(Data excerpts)
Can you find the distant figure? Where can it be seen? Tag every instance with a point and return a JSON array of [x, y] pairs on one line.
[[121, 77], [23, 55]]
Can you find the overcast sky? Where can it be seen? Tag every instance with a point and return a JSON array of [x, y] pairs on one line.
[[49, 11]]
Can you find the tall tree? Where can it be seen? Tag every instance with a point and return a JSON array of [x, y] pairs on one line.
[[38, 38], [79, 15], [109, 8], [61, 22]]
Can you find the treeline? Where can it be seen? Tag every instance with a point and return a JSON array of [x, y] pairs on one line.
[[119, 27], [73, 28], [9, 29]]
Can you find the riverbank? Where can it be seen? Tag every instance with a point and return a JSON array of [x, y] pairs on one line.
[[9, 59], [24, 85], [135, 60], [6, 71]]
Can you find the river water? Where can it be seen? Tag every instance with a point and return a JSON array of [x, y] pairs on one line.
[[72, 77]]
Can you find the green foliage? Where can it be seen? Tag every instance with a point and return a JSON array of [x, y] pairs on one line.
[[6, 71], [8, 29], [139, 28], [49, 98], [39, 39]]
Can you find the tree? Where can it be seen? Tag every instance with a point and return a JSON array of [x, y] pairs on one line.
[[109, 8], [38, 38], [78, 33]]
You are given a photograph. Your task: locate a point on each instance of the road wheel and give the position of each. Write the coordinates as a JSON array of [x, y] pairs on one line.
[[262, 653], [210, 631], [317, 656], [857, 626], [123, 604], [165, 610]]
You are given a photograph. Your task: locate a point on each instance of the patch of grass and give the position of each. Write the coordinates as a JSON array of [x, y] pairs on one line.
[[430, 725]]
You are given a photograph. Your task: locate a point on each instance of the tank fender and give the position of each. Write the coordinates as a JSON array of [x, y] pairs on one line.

### BRIEF
Word for word, copy out the entries.

### TASK RESULT
Can you find the distant figure? Where can it be seen? Tag every instance with a point and return a JSON array of [x, y] pairs on one line.
[[121, 77], [23, 55]]
Can you find the overcast sky? Where can it be seen? Tag every instance with a point and return a JSON array of [x, y] pairs on one line.
[[49, 11]]
Can you find the tall tree? Where can it be seen? Tag every instance with a point and return a JSON array of [x, y] pairs on one line.
[[38, 38], [79, 15], [109, 8], [61, 22]]
Can you find the treeline? Where can it be seen? Tag every instance with a point and return a JSON array of [x, y] pairs on one line.
[[119, 27], [73, 28], [9, 29]]
Can you find the riverbank? Where can it be seen? Tag every instance with a point and return a JSON array of [x, y] pairs on one line.
[[9, 59], [24, 85], [135, 60], [6, 71]]
Can you find the river water? Where can it be seen? Tag every instance with a point and return a JSON array of [x, y] pairs on one line.
[[72, 77]]
Can you find the green foliage? Where can it be seen? Tag every instance with a point and return a JSON array of [x, y] pairs on one line.
[[6, 71], [8, 29], [139, 28], [49, 98], [39, 39]]
Can you find the tree? Where can it be seen? Tag every instance with a point and return a JSON array of [x, y] pairs on one line.
[[109, 8], [38, 38], [78, 33]]
You are given a photograph. Your task: locate a point on each instance of the road wheel and give the position of each. Write the coordinates as a JSON array of [x, y] pairs on one line.
[[262, 653], [210, 631], [317, 656], [857, 626], [123, 604], [165, 610]]
You are given a photograph. Your task: locate a point on each instance of the patch of grass and give the position of each. Write the coordinates as a JSON array of [x, y] pairs on one line.
[[430, 725]]
You are given a photograph. Your task: locate a point on each instance of the tank fender and give the position of each. Write the coordinates as a JSON array of [x, y] pairs on one line.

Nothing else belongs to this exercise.